The startup — founded in Tel Aviv, with a second base in New York — has raised $70 million, a Series D that it will be using to continue expanding globally and investing in expanding its technology (both organically and potentially through acquisitions).

Today, Cymulate’s platform covers both on-premise and cloud networks, providing breach and attack simulations for endpoints, email and web gateways and more; automated “red teaming”; and a “purple teaming” facility to create and launch different security breach scenarios for organizations that lack the resources to dedicate people to a live red team — in all, a “holistic” solution for companies looking to make sure they are getting the most out of the network security architecture that they already have in place, in the worlds of Eyal Wachsman, Cymulate’s CEO.

“We are providing our customers with a different approach for how to do cybersecurity and get insights [on]  all the products already implemented in a network,” he said in an interview. The resulting platform has found particular traction in the current market climate. Although companies continue to invest in their security architecture, security teams are also feeling the market squeeze, which is impacting IT budgets, and sometimes headcount in an industry that was already facing a shortage of expertise. (Cymulate cites figures from the U.S. National Institute of Standards and Technology that estimate a shortfall of 2.72 million security professionals in the workforce globally.)

The idea with Cymulate is that it’s built something that helps organizations get the most out of what they already have. “And at the end, we provide our customers the ability to prioritize where they need to invest, in terms of closing gaps in their environment,” Wachsman said.

● **Supplied data**:
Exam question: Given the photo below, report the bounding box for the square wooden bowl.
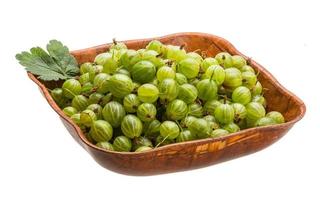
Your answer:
[28,33,306,175]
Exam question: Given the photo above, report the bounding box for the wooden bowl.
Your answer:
[28,33,306,175]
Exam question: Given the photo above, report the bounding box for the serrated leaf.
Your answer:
[16,40,79,81]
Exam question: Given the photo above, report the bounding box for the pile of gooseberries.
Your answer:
[51,40,285,152]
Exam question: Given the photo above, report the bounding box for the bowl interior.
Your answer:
[42,33,304,122]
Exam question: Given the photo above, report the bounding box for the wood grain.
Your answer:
[28,33,306,175]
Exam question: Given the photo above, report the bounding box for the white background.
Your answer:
[0,0,320,200]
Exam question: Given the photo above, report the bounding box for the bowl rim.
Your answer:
[27,32,306,156]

● **Tasks to complete**:
1) Reproduce the passage on Cymulate's funding, starting with the words "The startup —" and ending after "Wachsman, Cymulate’s CEO.".
2) Pick out every line of the entries containing the string "bounding", and copy each one.

● **Final answers**:
1)
The startup — founded in Tel Aviv, with a second base in New York — has raised $70 million, a Series D that it will be using to continue expanding globally and investing in expanding its technology (both organically and potentially through acquisitions).

Today, Cymulate’s platform covers both on-premise and cloud networks, providing breach and attack simulations for endpoints, email and web gateways and more; automated “red teaming”; and a “purple teaming” facility to create and launch different security breach scenarios for organizations that lack the resources to dedicate people to a live red team — in all, a “holistic” solution for companies looking to make sure they are getting the most out of the network security architecture that they already have in place, in the worlds of Eyal Wachsman, Cymulate’s CEO.

2)
Exam question: Given the photo below, report the bounding box for the square wooden bowl.
Exam question: Given the photo above, report the bounding box for the wooden bowl.
Exam question: Given the photo above, report the bounding box for the serrated leaf.
Exam question: Given the photo above, report the bounding box for the pile of gooseberries.
Exam question: Given the photo above, report the bounding box for the bowl interior.
Exam question: Given the photo above, report the bounding box for the wood grain.
Exam question: Given the photo above, report the bounding box for the white background.
Exam question: Given the photo above, report the bounding box for the bowl rim.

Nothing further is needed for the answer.